▶ _Actions to take_
a) In the account of the courthouse shooting, rewrite the part that opens with the words containing "Before the gunfire" and closes with "in his tracks.", putting "court clerk" in place of "clerk of court".
b) Condense the paragraph of the courthouse shooting account that begins "Most of the Allens, except Floyd," into one or two sentences that keep its main facts.
c) Go on with the account of the courthouse shootout and the Allens' flight, beginning after its final sentence.

▶ _Supplied passage_
======

Before the gunfire ended multiple people were shot. Five would end up dead and the Allens were on the run.

“Floyd took this pistol and went down to the street and was shooting at some jurors as they were running down the road,” Hall said. “Dexter Goad, the clerk of court, had been shot in the face and the bullet had gone in his right cheek and out of his neck, missing all the important parts.”

Despite his wounds, Goad traded shots with the Allens and stopped Floyd in his tracks.

“First time [Goad] missed [Floyd] the second time he hit [Floyd] in the right knee,” Hall said. “That ended the gunfight except Floyd fired two shots back at Dexter Goad and you still see the bullet holes in the eighth and 13th step of the courthouse.”

Most of the Allens, except Floyd, got on their horses and left town. Floyd, who was too injured to leave, was arrested the next day and a posse was formed to go after the rest. Virginia didn’t have state police in those days so the governor hired the Baldwin-Felts Detective Agency to take charge of things.

“In two weeks they had caught most of them except for two,” Hall said. “Sidna Allen and his nephew Wesley Edwards wound up in Iowa and they weren’t captured until September.”

======

▶ _Recorded data_
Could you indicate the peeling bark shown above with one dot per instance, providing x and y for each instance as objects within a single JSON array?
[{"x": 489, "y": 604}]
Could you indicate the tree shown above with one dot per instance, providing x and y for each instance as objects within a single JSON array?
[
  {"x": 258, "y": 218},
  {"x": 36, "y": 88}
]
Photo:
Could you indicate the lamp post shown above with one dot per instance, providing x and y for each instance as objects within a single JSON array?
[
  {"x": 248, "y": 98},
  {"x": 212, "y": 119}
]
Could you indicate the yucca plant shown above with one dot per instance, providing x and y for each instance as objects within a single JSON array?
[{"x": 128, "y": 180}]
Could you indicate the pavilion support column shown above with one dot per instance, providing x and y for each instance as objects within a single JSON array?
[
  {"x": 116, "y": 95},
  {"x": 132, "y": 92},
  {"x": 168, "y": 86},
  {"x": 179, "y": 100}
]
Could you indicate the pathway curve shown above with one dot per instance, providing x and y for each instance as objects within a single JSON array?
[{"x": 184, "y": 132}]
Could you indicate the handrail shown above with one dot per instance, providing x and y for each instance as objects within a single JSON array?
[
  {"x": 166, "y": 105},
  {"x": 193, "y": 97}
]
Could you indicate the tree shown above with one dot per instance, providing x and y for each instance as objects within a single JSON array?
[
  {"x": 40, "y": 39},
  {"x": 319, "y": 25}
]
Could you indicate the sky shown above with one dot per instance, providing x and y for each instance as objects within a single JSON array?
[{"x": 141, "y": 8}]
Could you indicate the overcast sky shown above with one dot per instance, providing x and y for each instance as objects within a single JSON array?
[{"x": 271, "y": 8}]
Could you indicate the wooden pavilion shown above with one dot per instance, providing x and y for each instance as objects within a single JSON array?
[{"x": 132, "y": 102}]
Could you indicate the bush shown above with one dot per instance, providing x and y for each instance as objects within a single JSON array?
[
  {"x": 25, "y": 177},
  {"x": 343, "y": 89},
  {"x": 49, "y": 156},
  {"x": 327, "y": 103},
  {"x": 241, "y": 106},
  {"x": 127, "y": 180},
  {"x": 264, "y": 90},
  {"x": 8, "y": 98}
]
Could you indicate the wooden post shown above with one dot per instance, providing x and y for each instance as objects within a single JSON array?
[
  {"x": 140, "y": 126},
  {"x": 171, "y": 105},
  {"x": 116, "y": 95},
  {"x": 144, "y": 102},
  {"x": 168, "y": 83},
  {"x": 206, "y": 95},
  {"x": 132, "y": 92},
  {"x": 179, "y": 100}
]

======

▶ _Numbered answers_
a)
Before the gunfire ended multiple people were shot. Five would end up dead and the Allens were on the run.

“Floyd took this pistol and went down to the street and was shooting at some jurors as they were running down the road,” Hall said. “Dexter Goad, the court clerk, had been shot in the face and the bullet had gone in his right cheek and out of his neck, missing all the important parts.”

Despite his wounds, Goad traded shots with the Allens and stopped Floyd in his tracks.

b) All the Allens except the badly injured Floyd fled on horseback, and Floyd was arrested the next day. A posse went after the rest, and because Virginia had no state police then, the governor hired the Baldwin-Felts Detective Agency to take charge.

c)
Floyd and his son Claude were quickly brought to trial for capital murder. Both were convicted and sentenced to die in the electric chair.

“I think by today’s rules of evidence they would’ve had a hard time finding them guilty of first-degree murder,” Hall said. “No autopsies were done on any of the victims, they don’t know what caliber bullet killed anybody.”

After the shooting, people in the community came in and started digging bullets out of the walls for souvenirs.

Floyd Allen was executed on March 28, 1913, with his son Claude executed just minutes later.

The controversy surrounding the shooting continues to this day, dividing families and the community.